**** Source document ****

American planter & politician (1738–1799)

Charles Washington (May 2, 1738 – September 16, 1799) was an American planter and politician who was the younger brother of George Washington, and the founder and namesake of what is now Charles Town, West Virginia.

==Early and family life==
Charles was born near Hunting Creek in Stafford County, Virginia (now Fairfax County) to Augustine Washington (1693–1743) and his second wife, Mary Ball Washington (1708–1789), an orphan and heiress of Col. Joseph Ball of Lancaster County, Virginia. His father died when he was five years old. His eldest half-brother Lawrence Washington (1718–1752) returned from England (where he was being educated), took charge of most of his father's property as well as his underage half-siblings (including Charles, who would receive a private education locally, as was becoming the custom for children of his class), and also became the colony's Adjutant-General and one of Fairfax County's (part-time) representatives in the House of Burgesses.

In 1757, having reached legal age, Charles married Mildred Thornton, daughter of Colonel Francis Thornton and Frances Gregory. They had four children:
- George Augustine Washington
- Frances Washington
- Samuel Washington
- Mildred Gregory Washington

==Career==
When Charles Washington reached legal age, he inherited 750 acres of land in Spotsylvania County, Virginia, per his late father's will. In 1761 he purchased two lots in the town of Fredericksburg, the Spotsylvania County seat, and built a house, which exists today but is known as the historic "Rising Sun Tavern." In 1773 he bought an additional 200 acres in Spotsylvania County. Though his parents' youngest son, Charles also inherited considerable property in what was then vast Frederick County, Virginia, because his eldest half-brother, Lawrence Washington, died without any surviving children (and his widow died in 1761). Charles operated such of his property already developed into farms using enslaved labor, and would in 1780 move to the Shenandoah Valley and develop much of that property to farms also using enslaved labor.

**** Entries provided ****

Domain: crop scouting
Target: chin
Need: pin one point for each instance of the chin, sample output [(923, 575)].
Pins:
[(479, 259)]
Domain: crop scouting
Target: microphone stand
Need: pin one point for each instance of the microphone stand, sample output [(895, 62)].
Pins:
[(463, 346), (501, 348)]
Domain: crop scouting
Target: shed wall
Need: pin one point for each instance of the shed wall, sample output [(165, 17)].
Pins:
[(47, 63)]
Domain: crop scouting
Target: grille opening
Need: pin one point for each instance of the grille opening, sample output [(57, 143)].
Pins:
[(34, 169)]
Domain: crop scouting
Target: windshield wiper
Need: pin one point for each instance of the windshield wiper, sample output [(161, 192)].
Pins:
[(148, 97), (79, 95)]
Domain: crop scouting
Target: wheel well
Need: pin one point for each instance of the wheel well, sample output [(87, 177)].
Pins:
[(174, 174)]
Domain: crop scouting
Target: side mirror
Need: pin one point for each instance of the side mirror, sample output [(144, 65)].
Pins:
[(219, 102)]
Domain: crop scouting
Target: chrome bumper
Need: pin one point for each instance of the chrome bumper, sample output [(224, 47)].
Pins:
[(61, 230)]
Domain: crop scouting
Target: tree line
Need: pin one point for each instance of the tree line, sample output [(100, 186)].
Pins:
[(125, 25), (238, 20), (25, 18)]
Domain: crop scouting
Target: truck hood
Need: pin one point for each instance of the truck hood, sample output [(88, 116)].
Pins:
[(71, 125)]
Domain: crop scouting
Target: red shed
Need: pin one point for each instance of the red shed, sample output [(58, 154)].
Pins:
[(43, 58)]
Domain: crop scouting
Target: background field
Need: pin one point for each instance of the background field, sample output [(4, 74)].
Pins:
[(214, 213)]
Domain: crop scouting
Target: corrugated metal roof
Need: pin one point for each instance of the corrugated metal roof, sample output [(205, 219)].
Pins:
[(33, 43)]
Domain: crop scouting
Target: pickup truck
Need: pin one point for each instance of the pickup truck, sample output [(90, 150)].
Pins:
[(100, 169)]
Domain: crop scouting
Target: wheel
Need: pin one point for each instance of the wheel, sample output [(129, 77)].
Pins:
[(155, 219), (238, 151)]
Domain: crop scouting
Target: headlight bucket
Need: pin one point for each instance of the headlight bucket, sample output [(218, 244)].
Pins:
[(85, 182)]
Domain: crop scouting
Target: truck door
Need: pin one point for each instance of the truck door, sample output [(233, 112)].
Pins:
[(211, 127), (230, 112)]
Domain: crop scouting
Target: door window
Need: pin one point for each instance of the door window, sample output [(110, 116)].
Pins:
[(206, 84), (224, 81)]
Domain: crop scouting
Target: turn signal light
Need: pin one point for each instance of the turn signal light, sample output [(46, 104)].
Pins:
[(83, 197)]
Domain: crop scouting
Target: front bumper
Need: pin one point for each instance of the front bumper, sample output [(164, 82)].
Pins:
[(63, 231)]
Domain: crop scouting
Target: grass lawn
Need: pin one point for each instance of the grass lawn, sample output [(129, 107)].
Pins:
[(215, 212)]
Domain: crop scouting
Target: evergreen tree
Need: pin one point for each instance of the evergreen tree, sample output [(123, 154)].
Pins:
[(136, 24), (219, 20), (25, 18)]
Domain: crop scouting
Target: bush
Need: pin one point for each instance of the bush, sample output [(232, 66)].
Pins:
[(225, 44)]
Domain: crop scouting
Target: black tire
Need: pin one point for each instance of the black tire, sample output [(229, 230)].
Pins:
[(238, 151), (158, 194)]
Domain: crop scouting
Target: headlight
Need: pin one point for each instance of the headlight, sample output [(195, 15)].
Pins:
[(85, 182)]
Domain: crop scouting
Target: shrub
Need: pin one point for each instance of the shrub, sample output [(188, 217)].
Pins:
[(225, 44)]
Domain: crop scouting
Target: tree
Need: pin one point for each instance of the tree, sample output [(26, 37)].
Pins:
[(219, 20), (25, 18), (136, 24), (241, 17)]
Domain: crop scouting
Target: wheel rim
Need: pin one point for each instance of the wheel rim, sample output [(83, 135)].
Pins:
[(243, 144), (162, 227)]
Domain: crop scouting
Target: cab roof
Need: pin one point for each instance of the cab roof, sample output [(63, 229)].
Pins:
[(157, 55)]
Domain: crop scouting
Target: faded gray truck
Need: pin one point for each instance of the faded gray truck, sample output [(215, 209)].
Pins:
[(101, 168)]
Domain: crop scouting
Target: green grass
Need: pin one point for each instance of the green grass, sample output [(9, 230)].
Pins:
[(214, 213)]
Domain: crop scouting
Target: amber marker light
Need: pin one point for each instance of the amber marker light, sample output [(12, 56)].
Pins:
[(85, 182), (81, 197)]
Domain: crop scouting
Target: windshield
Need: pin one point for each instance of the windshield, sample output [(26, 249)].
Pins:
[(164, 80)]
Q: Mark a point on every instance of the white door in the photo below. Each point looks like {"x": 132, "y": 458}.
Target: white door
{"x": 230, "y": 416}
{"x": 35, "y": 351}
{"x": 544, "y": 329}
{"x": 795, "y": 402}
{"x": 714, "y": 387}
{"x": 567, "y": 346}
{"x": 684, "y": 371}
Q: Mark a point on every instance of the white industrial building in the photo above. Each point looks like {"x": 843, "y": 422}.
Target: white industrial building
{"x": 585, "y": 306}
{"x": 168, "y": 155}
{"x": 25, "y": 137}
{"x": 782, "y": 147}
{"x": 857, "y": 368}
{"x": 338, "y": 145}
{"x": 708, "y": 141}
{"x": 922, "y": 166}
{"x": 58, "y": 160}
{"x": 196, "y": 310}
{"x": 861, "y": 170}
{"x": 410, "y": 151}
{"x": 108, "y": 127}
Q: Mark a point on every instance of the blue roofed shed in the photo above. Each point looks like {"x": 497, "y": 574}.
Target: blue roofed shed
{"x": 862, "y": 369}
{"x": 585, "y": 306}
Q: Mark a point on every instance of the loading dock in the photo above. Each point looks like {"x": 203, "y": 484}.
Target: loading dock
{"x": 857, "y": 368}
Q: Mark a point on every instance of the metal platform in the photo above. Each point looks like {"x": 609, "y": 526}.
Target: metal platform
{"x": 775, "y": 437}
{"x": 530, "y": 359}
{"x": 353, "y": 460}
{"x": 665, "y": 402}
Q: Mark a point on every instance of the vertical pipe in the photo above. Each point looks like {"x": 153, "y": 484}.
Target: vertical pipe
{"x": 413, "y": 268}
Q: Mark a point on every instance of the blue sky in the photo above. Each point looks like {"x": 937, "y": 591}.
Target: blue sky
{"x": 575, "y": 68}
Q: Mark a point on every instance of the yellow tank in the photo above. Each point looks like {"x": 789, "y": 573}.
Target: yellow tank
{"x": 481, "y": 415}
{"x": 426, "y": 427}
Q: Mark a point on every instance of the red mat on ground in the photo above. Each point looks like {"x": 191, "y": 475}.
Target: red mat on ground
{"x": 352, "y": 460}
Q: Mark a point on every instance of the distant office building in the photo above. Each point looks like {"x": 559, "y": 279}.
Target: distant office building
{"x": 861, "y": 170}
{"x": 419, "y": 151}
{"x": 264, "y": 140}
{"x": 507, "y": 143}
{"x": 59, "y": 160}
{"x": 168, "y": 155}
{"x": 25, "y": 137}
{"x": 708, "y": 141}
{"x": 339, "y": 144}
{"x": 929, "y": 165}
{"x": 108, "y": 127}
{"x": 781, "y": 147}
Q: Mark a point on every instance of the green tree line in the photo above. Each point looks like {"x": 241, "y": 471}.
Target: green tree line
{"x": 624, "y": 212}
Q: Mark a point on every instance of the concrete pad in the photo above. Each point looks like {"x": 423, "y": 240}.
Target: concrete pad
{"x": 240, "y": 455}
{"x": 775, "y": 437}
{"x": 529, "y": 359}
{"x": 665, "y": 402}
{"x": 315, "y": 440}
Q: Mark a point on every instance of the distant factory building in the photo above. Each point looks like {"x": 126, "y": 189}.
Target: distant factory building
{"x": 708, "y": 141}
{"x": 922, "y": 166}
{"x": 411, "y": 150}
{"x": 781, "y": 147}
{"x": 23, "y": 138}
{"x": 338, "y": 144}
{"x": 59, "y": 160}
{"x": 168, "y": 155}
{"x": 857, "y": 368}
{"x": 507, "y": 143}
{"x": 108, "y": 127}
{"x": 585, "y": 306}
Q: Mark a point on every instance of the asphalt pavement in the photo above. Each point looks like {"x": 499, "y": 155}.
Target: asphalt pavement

****

## What this task involves
Can you continue the biography of Charles Washington from its last sentence?

## Result
Initially, Charles Washington lived in Fredericksburg, Virginia. He became a vestryman of the local Episcopal Church He arrived in present Jefferson County, West Virginia, between April and October 1780 and founded Charles Town. There he erected a house, Happy Retreat, the same year. In 1786, on 80 acre of his adjoining land, Charles laid out the streets of Charles Town, naming many of them after his brothers and one after his wife, Mildred. He donated the four corner lots at the intersection of George and Washington Streets for public buildings of the town and county, provided the town become the seat of the county upon its separation from Berkeley County. Jefferson County was formed in 1801 as Charles anticipated. The county court house stands on one of these lots.

==Death and legacy==
Charles died sometime between July and September 1799, a span of between 3-5 months before the death of his brother George, who died on December 14th of that same year. Although his son George Augustine Washington had predeceased his father (although leaving behind George Fayette Washington, Charles Augustine Washington and Maria Washington), his other son Samuel Washington was one of the named executors of the President. He also was survived by his widow (who died in 1804) and their daughters Frances Washington Ball (wife of Burgess Ball) and Mildred Hammond (wife of Thomas Hammond). The grave sites of Charles and Mildred are near Evitts Run and have recently been located and surrounded by a stone wall.